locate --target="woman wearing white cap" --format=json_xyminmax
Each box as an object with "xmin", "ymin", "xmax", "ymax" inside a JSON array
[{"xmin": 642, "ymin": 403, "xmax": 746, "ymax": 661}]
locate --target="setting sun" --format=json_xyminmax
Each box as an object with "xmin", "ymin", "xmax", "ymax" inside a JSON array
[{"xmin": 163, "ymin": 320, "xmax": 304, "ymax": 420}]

Stated exercise
Extract every line of the listing above and reproduce each one unchanged.

Reply
locate --target="woman wearing white cap" --format=json_xyminmax
Each box as an object with "xmin", "ymin", "xmax", "ymax" inside a JSON array
[{"xmin": 642, "ymin": 403, "xmax": 746, "ymax": 661}]
locate --target="setting sun" --format=json_xyminmax
Each box as an object with "xmin", "ymin", "xmax", "ymax" inside a JSON array
[{"xmin": 163, "ymin": 320, "xmax": 304, "ymax": 420}]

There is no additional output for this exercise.